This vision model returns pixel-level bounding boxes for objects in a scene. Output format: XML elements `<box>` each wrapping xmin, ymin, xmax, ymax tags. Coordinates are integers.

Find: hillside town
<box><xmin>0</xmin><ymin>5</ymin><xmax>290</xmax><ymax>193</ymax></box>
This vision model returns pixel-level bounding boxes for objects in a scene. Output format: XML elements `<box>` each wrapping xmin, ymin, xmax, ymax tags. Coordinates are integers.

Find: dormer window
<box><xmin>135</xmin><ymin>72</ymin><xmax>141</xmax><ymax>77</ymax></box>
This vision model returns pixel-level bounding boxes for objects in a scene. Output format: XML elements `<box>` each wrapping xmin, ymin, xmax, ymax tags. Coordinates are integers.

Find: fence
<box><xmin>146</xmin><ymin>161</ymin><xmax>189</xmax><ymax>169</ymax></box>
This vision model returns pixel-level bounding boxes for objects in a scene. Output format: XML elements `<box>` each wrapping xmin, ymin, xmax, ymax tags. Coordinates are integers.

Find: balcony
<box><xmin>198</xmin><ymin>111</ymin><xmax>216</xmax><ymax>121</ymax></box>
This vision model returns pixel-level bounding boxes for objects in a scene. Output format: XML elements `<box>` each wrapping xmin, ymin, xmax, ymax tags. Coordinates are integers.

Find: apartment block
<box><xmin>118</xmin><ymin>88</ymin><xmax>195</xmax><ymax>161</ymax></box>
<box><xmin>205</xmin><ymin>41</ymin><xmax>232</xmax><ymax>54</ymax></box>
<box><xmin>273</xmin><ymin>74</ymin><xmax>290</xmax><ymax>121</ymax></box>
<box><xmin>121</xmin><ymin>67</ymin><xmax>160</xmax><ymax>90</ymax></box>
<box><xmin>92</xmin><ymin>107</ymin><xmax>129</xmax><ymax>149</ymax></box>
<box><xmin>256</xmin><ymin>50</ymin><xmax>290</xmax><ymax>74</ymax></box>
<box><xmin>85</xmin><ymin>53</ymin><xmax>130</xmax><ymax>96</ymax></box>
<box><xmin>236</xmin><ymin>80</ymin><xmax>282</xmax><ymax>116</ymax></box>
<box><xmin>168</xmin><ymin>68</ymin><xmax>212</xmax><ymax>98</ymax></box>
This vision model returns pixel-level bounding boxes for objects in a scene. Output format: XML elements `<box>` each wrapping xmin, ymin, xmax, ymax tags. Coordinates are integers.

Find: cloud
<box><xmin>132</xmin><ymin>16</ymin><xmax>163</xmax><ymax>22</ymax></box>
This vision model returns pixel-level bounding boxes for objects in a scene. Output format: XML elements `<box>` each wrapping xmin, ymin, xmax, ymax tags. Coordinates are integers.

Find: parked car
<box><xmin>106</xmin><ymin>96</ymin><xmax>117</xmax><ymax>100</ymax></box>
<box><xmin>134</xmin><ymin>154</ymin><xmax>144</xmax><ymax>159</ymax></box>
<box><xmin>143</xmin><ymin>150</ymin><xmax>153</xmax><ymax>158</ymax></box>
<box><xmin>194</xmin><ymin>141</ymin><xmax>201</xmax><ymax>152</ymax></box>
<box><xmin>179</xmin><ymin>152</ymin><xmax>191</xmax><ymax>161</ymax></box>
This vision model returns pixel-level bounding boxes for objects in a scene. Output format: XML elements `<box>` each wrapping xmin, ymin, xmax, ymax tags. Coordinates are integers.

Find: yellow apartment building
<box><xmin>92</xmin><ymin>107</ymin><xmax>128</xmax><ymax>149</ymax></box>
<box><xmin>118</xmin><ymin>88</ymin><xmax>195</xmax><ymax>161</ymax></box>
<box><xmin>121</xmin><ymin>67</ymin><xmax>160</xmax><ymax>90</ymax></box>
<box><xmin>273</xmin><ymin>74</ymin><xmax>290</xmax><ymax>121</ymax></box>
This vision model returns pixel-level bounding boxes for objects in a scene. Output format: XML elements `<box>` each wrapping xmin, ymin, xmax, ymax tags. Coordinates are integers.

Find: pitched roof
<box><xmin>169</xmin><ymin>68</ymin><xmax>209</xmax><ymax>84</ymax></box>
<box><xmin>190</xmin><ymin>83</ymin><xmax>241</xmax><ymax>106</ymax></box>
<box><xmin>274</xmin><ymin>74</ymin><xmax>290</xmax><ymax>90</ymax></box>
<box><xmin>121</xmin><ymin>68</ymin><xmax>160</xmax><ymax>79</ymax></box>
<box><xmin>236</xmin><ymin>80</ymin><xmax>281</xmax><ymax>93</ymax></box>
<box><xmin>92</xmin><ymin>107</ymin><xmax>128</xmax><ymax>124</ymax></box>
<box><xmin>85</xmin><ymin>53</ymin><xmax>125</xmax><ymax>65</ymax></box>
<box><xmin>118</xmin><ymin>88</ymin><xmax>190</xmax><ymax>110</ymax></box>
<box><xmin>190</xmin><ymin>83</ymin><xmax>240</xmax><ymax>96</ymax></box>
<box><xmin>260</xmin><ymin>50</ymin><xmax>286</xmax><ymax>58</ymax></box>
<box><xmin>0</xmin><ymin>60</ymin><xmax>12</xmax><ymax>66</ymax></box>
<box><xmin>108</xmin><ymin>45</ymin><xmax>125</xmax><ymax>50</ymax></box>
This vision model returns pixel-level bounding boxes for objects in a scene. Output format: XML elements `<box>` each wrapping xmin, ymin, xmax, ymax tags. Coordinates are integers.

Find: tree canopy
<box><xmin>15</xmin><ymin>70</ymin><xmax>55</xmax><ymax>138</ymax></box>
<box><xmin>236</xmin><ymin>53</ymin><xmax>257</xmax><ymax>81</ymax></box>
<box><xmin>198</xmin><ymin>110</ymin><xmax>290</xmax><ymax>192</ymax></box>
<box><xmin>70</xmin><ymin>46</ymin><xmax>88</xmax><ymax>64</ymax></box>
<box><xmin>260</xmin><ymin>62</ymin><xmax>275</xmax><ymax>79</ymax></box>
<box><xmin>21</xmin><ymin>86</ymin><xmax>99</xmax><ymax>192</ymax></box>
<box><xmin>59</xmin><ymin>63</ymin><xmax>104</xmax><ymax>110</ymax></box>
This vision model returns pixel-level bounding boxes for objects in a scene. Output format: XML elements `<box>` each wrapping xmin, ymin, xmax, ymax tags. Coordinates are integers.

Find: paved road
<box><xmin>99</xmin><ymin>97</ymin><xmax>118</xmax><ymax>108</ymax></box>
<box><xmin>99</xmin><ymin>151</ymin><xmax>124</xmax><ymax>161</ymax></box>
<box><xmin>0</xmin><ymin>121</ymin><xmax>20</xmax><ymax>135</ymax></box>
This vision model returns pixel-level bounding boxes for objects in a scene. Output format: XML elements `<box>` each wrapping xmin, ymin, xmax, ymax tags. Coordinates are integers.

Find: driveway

┄┄┄┄┄┄

» TASK GOAL
Report every line of the records above that contains the string "apartment", copying each such line in full. Case counts, so a match must have the same uppercase and lowercase letters.

» RESULT OF THIS TASK
Find: apartment block
Find: yellow apartment building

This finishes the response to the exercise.